▶ **Supplied passage**
* begin *
Let $\kappa, \lambda$ be two infinite cardinals such that for all infinite $\mu, \mu^\kappa = \mu^\lambda$. Is it the case that $\kappa =\lambda$ ?
First of all, clearly if the generalized continuum hypothesis holds, then the answer is yes (just take $\mu = 2^\kappa$, if $\kappa \leq \lambda$).
If we don't assume GCH, then it is well-known that $\mu = 2^\kappa$ is not enough to answer. I was thinking that maybe evaluating at some specifc cardinals such as $\kappa, 2^\kappa, \aleph_\kappa, \beth_\kappa$ could help, but so far nothing has given me an answer.
It is also possible of course that it's consistent that $\kappa \neq \lambda$, although that would be surprising to me (a bit, with rime you get used to this stuff I guess); if that's the case can we even choose any reasonable$\kappa, \lambda$ ? (e.g. is it consistent that $\kappa = \aleph_0, \lambda = \aleph_1$ ?)
Best Answer
Yes.
Suppose that $\kappa<\lambda$, take $\mu=\beth_{\kappa^+}$, then $$\beth_{\kappa^+}^\kappa = \beth_{\kappa^+} <\beth_{\kappa^+}^{\kappa^+} \leq \beth_{\kappa^+}^\lambda.$$
* end *
▶ **Material supplied**
* begin *
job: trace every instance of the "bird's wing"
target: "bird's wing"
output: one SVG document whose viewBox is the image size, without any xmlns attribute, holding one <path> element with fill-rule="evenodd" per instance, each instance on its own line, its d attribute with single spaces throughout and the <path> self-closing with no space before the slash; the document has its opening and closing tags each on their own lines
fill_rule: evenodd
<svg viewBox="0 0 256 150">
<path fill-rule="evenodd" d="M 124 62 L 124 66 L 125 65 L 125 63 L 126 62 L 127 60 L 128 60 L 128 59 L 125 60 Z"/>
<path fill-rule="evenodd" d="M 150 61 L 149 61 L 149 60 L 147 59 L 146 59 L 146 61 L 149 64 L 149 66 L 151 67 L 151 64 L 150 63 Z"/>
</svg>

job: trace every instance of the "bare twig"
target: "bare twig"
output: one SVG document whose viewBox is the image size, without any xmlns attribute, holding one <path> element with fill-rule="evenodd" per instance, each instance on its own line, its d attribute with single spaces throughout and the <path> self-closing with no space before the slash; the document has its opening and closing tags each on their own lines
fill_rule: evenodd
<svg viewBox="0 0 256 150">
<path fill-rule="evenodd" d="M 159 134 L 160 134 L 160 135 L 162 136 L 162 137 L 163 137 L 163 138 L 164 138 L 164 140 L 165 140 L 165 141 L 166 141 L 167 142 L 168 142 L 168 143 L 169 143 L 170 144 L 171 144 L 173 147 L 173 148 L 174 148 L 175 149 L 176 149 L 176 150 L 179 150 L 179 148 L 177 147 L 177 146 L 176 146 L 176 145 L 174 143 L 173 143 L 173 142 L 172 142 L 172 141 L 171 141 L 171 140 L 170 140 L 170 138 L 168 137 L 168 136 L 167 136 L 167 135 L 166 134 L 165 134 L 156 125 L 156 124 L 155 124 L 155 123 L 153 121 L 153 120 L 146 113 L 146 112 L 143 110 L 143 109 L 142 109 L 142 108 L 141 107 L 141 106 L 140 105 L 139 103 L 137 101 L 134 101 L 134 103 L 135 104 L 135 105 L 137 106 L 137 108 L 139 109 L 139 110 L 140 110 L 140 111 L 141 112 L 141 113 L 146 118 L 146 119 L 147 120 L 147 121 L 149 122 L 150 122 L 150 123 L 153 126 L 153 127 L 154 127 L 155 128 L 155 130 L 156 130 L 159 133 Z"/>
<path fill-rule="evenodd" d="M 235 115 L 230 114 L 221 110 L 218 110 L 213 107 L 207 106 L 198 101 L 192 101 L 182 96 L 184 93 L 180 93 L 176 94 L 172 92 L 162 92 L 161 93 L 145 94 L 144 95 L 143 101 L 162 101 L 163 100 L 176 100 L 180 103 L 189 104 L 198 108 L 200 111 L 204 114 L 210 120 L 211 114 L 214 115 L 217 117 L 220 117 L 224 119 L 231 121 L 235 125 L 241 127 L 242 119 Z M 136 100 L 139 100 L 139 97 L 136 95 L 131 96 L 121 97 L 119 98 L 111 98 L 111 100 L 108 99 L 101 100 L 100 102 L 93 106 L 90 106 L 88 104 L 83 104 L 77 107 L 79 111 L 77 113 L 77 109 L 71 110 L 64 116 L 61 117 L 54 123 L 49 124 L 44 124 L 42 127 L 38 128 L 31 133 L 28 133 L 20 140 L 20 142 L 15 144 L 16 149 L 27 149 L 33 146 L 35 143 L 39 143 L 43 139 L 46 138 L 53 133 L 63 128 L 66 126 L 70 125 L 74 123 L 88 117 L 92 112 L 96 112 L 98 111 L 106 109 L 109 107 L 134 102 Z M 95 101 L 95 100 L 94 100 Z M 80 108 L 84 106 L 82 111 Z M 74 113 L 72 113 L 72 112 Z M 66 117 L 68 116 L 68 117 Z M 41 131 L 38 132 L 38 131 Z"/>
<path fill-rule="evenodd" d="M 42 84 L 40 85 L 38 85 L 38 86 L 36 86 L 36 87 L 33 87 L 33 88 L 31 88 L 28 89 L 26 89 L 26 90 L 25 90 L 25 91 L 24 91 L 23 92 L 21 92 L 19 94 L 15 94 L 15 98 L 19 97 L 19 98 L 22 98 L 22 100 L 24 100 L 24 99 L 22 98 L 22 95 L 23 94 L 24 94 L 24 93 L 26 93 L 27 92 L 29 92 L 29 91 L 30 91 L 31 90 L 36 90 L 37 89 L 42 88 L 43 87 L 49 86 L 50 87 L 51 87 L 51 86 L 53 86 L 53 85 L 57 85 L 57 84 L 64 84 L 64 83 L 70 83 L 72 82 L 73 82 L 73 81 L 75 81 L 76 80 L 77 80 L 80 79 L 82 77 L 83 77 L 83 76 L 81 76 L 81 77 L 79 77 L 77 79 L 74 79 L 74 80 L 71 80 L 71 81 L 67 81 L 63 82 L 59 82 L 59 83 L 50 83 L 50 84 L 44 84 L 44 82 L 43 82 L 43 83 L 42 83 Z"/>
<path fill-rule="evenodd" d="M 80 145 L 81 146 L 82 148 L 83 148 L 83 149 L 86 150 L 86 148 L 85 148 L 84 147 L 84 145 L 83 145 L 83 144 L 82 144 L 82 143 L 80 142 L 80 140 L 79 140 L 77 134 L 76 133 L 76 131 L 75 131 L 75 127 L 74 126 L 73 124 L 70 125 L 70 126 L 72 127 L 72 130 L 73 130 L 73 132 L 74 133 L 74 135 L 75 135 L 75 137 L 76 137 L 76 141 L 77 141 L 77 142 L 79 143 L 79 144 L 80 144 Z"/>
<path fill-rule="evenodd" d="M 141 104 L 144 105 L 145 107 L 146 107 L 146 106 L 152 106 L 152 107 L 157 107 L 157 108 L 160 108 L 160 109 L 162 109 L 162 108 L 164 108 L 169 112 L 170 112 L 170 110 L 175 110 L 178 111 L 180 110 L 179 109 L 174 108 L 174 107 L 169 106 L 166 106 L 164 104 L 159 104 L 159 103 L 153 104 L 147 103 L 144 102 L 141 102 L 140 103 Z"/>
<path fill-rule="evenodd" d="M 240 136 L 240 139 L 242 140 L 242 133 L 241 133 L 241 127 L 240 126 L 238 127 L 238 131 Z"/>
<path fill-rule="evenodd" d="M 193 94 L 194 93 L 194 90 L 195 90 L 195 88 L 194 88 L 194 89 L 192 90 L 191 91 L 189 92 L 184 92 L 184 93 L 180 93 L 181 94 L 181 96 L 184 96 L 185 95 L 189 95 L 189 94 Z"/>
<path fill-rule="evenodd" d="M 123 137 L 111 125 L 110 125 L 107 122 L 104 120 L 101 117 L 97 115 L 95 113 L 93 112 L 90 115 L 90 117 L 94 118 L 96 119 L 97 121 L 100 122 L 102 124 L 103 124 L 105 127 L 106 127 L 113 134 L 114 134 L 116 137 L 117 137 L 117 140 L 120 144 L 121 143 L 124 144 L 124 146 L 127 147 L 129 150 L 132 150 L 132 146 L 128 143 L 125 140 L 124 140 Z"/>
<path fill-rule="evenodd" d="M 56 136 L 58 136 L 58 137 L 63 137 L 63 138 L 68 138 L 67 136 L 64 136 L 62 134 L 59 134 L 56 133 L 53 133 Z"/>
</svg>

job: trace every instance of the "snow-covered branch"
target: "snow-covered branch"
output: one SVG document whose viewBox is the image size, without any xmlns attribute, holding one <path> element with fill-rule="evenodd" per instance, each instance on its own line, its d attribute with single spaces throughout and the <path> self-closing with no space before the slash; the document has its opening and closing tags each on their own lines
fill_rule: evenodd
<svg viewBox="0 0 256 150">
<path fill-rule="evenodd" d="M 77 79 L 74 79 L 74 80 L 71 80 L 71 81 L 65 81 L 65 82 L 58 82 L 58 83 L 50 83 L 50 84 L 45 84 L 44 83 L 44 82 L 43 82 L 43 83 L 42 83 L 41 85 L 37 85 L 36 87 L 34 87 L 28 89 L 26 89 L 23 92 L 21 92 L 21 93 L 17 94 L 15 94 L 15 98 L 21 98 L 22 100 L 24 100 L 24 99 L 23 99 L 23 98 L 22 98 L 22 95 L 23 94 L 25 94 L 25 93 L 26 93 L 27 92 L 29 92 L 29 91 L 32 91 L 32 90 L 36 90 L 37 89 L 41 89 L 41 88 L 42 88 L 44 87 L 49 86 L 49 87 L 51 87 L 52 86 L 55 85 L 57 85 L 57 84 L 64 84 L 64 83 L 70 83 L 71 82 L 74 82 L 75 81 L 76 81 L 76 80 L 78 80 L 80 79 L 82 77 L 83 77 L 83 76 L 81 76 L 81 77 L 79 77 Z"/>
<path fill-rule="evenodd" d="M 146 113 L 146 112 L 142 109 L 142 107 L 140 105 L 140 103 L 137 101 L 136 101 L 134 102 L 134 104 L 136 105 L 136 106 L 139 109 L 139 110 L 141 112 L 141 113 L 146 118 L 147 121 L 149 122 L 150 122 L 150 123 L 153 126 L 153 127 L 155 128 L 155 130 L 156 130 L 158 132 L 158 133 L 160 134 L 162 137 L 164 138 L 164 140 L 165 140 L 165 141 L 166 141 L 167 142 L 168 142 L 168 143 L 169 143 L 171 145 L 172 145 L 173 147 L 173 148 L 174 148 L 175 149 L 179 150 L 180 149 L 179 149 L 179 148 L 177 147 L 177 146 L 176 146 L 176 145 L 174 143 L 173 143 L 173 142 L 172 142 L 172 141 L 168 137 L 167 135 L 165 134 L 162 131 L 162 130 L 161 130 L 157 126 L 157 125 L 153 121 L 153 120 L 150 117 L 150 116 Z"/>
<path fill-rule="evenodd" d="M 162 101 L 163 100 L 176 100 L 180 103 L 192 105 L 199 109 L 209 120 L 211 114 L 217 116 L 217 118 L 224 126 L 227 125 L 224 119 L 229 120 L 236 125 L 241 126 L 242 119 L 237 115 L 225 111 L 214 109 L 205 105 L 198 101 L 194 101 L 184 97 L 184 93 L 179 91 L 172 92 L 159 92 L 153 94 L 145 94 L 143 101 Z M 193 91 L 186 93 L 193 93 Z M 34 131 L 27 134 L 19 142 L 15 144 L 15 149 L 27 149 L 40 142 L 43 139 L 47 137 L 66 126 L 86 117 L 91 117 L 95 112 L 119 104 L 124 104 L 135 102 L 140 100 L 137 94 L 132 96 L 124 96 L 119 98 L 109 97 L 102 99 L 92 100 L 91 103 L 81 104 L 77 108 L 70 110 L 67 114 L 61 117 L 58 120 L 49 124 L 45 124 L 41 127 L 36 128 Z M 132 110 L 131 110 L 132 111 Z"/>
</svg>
* end *
▶ **Requirements**
a: According to the cardinal exponentiation thread, which hypothesis would clearly make the answer yes?
b: List each line of the entries that contains the string "covered".
The thread and the entries come from unrelated sources.

▶ **Results of the exercise**
a: The generalized continuum hypothesis (GCH).

b:
job: trace every instance of the "snow-covered branch"
target: "snow-covered branch"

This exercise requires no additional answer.